**Extracted information**
--- START ---
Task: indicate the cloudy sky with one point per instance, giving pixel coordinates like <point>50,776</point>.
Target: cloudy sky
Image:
--- END ---
--- START ---
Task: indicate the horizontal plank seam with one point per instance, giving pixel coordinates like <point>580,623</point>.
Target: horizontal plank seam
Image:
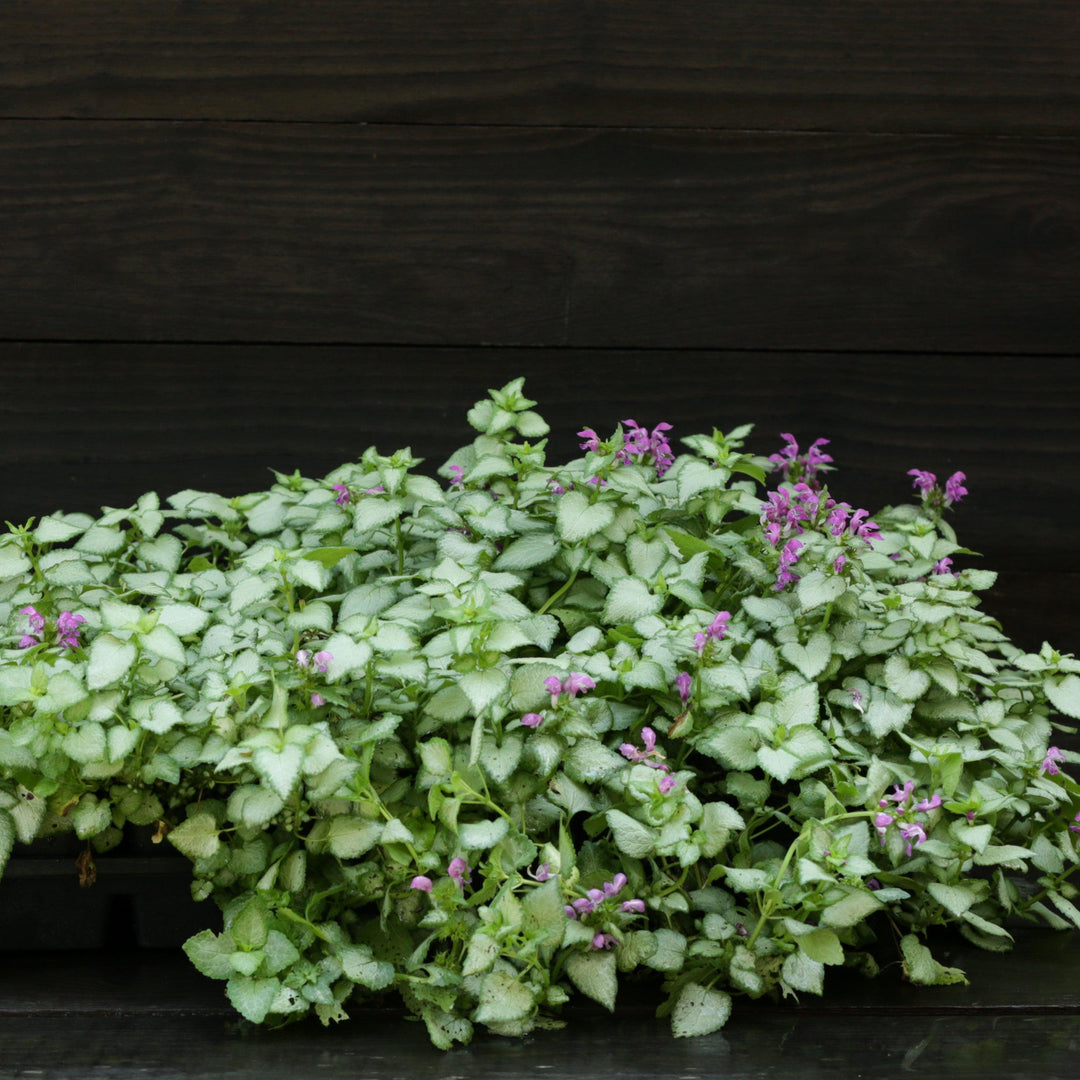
--- END ---
**Exercise**
Count the lines in the items above that contain the word "pixel". State only the number.

**Solution below**
2